◆ **Goal A**
In the bridge-building passage, copy the section starting at "Bridge of Sticks" and ending at "by different engineers.", substituting "builders" for "engineers".
◆ **Goal B**
Answer these questions from the bridge-building passage:
(i) How much did one popsicle-stick bridge hold?
(ii) What material did Grayson use for his bridge?
(iii) In the essay, in what year was the bridge originally built?

◆ **Source extract**
▼
Bridge of Sticks

Bridge of Pasta

Students in our Shelter Cluster have been hard at work building bridges!  As part of their studies of Structural Design, students explored the concepts of tension and compression and truss stability, touching upon trigonometry to learn about how different bridge designs manage the forces they must carry.  A photographic tour of interesting bridges around the world highlighted some of the strategies used by different engineers.

Next the students were challenged to build a bridge using a limited number of popsicle sticks and glue to see how much strength they could handle.  One bridge held over 40 kg!

Their most recent assignment was to build for aesthetics and design, using whatever materials they chose.  Some of the products were amazing!  One student, Grayson, built a copper bridge and wrote this fictional essay to accompany it:

This bridge was originally built in 1510 AD for an arboretum in Central Italy.  Made of layered copper sheets and about three meters across, the deck is only attached at the ends so that the walkway ripples like the flow of time.  The bridge crosses a small moat around a large sundial at the center of the arboretum.
▲
◆ **Data records**
▼
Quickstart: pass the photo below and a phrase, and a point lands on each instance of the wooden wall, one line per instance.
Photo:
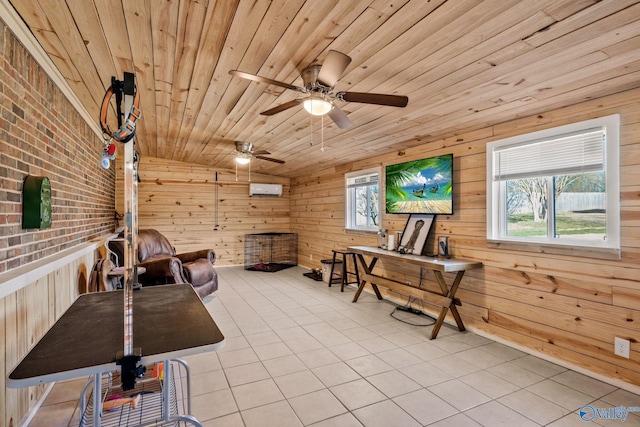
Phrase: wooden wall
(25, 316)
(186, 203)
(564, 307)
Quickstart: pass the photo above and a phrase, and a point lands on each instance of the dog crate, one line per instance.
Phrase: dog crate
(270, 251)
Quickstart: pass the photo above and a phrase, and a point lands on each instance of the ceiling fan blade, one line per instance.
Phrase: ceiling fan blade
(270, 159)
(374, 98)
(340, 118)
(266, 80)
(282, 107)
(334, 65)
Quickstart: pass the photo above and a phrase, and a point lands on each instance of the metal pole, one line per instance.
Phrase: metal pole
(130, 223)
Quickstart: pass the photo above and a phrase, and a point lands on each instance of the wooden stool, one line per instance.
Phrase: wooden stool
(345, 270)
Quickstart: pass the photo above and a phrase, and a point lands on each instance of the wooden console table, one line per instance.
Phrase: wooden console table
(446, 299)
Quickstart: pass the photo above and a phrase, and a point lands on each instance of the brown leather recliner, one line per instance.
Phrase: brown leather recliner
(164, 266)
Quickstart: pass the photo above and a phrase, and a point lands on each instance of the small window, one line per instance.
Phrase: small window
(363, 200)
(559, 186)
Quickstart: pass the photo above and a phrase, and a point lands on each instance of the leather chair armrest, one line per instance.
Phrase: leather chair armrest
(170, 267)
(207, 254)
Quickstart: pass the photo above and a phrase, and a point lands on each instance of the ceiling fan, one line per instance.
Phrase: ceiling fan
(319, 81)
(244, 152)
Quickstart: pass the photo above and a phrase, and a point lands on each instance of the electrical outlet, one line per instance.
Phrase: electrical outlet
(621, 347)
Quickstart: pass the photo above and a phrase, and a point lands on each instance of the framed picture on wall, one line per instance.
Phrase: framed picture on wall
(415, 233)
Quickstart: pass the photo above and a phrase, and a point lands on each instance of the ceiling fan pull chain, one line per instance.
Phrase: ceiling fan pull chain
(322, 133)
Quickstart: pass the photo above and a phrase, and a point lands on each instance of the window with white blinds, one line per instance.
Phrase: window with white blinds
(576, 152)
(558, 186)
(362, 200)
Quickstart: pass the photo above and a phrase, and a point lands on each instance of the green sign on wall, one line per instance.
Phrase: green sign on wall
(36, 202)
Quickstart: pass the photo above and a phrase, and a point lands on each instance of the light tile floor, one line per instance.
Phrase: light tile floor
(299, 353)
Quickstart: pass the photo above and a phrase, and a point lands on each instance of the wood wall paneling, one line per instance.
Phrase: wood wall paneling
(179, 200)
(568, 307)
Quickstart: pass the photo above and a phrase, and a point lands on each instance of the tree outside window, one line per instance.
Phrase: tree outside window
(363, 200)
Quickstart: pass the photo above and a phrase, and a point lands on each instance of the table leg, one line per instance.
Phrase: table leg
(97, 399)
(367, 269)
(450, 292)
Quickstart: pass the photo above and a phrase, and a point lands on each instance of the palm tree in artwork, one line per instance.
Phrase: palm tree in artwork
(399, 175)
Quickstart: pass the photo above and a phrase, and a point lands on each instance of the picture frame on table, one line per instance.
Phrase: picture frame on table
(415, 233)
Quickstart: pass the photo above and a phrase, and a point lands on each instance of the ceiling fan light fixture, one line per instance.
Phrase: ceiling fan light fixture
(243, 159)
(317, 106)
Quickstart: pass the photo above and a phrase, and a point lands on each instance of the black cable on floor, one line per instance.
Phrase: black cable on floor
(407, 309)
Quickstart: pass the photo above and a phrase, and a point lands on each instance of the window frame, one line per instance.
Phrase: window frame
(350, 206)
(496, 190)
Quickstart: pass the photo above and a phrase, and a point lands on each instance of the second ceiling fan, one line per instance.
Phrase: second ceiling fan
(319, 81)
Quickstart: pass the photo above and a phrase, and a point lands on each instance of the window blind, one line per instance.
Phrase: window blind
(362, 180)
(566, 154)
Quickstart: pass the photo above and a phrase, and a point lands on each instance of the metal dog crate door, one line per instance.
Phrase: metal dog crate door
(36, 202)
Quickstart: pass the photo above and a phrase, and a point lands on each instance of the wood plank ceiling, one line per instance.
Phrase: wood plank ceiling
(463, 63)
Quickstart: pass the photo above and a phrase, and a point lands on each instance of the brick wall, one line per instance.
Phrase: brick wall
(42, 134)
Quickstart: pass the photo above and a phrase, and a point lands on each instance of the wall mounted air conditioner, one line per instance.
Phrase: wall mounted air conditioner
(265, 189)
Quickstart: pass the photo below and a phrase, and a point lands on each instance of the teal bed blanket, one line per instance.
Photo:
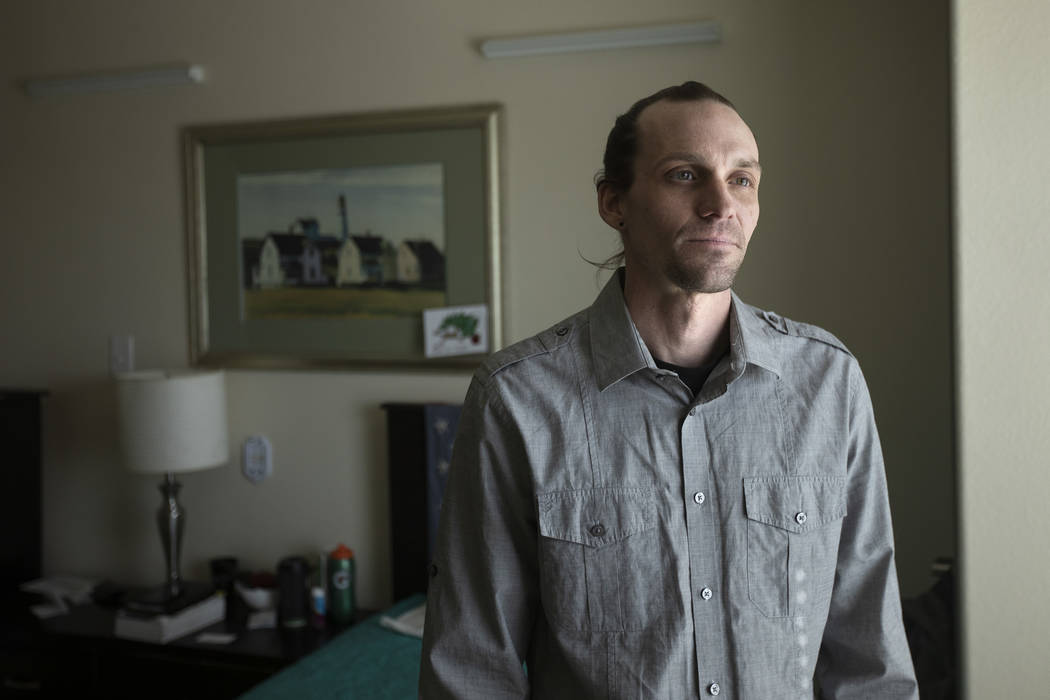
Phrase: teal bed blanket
▲
◆ **Complete response A**
Bridge of Sticks

Bridge of Pasta

Students in our Shelter Cluster have been hard at work building bridges!  As part of their studies of Structural Design, students explored the concepts of tension and compression and truss stability, touching upon trigonometry to learn about how different bridge designs manage the forces they must carry.  A photographic tour of interesting bridges around the world highlighted some of the strategies used by different builders.

◆ **Complete response B**
(i) Over 40 kg
(ii) Copper
(iii) 1510 AD